## Begin

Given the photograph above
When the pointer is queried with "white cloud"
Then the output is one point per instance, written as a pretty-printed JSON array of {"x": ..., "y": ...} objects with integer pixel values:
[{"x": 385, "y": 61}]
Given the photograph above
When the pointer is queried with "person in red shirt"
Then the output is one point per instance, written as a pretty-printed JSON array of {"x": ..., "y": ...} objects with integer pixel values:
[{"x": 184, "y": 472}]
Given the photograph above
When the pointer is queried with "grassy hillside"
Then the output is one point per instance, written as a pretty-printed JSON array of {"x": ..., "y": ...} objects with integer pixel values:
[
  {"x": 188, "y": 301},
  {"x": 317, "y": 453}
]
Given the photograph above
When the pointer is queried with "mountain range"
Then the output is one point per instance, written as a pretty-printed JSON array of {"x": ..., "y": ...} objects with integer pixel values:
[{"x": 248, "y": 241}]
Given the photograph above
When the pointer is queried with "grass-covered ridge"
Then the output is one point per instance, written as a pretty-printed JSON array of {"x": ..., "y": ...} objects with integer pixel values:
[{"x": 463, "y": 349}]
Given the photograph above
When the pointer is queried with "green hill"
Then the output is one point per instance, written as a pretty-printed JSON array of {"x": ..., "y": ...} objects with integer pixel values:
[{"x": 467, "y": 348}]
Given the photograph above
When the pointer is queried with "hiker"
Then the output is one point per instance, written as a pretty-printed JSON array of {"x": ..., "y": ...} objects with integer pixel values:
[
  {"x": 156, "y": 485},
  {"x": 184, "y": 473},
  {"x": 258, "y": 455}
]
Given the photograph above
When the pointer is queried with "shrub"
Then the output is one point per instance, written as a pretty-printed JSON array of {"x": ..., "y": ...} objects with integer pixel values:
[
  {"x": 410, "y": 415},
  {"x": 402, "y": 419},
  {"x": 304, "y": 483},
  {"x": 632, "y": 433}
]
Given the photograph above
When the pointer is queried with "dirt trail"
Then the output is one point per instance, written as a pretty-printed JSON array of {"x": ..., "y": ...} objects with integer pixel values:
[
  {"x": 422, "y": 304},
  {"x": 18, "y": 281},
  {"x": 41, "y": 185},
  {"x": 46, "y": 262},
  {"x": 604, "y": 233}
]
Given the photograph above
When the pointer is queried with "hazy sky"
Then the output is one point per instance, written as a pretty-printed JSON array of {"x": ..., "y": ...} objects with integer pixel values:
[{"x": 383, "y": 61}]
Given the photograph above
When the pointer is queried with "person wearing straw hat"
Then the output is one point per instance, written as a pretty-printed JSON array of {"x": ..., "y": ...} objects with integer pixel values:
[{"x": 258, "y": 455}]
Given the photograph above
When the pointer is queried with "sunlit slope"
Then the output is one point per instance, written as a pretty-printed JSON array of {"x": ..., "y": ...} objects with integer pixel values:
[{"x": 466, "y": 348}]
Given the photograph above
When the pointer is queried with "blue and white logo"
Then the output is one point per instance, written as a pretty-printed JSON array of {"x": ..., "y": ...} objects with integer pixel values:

## End

TO DO – Gather every line above that contains the word "person" and copy each one out in full.

COMPLETE RESPONSE –
When the pointer is queried with "person in red shirt"
When the pointer is queried with "person wearing straw hat"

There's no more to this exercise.